TASK REQUIREMENTS
Turn every line of the data below into a numbered list, leaving out any blank lines.

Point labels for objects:
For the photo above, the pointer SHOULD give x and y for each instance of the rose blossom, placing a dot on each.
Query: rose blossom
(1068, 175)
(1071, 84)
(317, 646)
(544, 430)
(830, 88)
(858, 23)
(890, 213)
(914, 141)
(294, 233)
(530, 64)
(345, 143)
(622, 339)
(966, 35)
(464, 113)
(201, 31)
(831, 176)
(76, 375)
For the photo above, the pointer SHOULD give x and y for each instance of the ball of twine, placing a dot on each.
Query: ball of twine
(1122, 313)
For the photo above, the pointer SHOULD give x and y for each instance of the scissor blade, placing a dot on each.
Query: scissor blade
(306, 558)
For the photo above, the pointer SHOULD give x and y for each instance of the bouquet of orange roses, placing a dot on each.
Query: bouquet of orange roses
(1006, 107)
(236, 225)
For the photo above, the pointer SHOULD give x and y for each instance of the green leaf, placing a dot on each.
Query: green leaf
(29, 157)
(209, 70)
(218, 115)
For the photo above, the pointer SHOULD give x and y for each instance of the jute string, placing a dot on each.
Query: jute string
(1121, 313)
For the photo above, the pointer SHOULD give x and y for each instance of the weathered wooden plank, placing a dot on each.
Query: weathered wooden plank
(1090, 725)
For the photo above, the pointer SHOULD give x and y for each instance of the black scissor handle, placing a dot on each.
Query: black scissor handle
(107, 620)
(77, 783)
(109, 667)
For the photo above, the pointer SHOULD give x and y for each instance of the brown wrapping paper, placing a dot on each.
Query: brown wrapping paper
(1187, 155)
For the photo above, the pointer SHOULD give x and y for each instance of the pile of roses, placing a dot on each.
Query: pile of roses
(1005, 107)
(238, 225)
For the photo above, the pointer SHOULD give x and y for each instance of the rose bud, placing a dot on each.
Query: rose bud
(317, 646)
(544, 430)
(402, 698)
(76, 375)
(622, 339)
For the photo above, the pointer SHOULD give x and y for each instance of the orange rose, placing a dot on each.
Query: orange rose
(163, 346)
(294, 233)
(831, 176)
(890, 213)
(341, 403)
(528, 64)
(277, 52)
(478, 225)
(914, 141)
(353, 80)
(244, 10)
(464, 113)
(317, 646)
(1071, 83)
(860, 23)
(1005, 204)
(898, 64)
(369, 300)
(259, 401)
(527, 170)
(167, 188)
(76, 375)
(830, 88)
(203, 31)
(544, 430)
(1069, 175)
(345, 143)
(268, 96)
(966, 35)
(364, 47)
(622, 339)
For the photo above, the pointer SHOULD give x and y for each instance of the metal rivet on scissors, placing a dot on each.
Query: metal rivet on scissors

THE REPLY
1. For the photo above, the pointer SHOULD give x and y for each instance of the rose blossom, placing a dot on each.
2. Query: rose blossom
3. (1068, 175)
4. (1071, 84)
5. (317, 646)
6. (544, 430)
7. (830, 88)
8. (858, 23)
9. (890, 213)
10. (914, 141)
11. (294, 233)
12. (530, 64)
13. (345, 143)
14. (622, 339)
15. (966, 35)
16. (464, 113)
17. (201, 31)
18. (831, 176)
19. (76, 375)
20. For the photo above, the pointer SHOULD give x and y for each instance of the ball of twine, placing a dot on each.
21. Query: ball of twine
22. (1122, 313)
23. For the photo above, the pointer SHOULD give x and y for each instance of the scissor blade, placing a dot on each.
24. Query: scissor blade
25. (306, 558)
26. For the photo above, the pointer SHOULD give x and y for each instance of the bouquet of orange roses, placing a dot on each.
27. Query: bouquet of orange roses
28. (1006, 107)
29. (236, 225)
30. For the photo above, the pointer SHOULD give x and y for each instance of the green leaf, placing a dot on each.
31. Query: green leaf
32. (29, 157)
33. (209, 70)
34. (218, 115)
35. For the photo above, the pointer SHOULD give x and y for each instance of the jute string, placing a dot on each.
36. Query: jute string
37. (1121, 313)
38. For the photo above, the pointer SHOULD give x and y for each instance of the weathered wooden plank, placing a dot on each.
39. Query: weathered wooden plank
40. (1090, 725)
41. For the photo above, the pointer SHOULD give x and y for each instance of the black scissor handle, placing a dot on each.
42. Query: black scissor handle
43. (107, 620)
44. (77, 783)
45. (109, 667)
46. For the photo above, the pointer SHOULD give x and y for each instance of the brown wrapping paper, placing a dot on each.
47. Query: brown wrapping paper
48. (1187, 155)
49. For the photo above, the pointer SHOULD give x and y for each instance of the pile of roses, placing a dot on each.
50. Query: pile of roses
51. (1005, 107)
52. (238, 225)
53. For the photo above, the pointer SHOULD give x and y for each instance of the rose bud, placing a dot on each.
54. Query: rose bud
55. (317, 646)
56. (544, 430)
57. (402, 698)
58. (76, 375)
59. (622, 339)
60. For the photo above, the pointer SHOULD give x and y for each instance of the orange rose, placing a dot on each.
61. Query: orange rose
62. (163, 346)
63. (294, 233)
64. (831, 176)
65. (890, 213)
66. (341, 403)
67. (528, 64)
68. (277, 52)
69. (478, 225)
70. (914, 141)
71. (353, 80)
72. (244, 10)
73. (464, 113)
74. (317, 646)
75. (1071, 83)
76. (860, 23)
77. (1005, 204)
78. (898, 64)
79. (369, 300)
80. (259, 401)
81. (527, 170)
82. (167, 188)
83. (76, 375)
84. (830, 88)
85. (203, 31)
86. (544, 430)
87. (1069, 175)
88. (345, 143)
89. (268, 96)
90. (966, 35)
91. (364, 47)
92. (622, 339)
93. For the photo above, the pointer SHOULD give x and y for each instance of the metal rivet on scissors, placing a dot on each.
94. Query: metal rivet on scissors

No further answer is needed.